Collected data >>
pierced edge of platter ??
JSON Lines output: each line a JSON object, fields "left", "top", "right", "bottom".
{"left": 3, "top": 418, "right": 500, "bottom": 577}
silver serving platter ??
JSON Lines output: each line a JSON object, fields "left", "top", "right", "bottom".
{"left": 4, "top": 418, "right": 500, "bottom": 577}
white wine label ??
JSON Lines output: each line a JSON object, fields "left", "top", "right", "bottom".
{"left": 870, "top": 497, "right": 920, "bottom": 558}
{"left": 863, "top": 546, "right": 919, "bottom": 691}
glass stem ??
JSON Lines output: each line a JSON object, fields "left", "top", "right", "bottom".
==
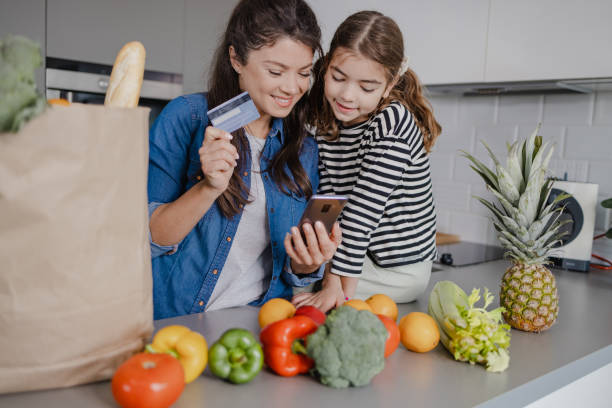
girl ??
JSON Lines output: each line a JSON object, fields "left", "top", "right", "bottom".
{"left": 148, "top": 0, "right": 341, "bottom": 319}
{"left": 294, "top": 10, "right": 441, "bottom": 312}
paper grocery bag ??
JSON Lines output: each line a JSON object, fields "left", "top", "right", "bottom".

TASK DESCRIPTION >> Locate the lines above that contain "platter" and copy them.

YOUR RESPONSE >>
pierced edge of platter ??
silver serving platter ??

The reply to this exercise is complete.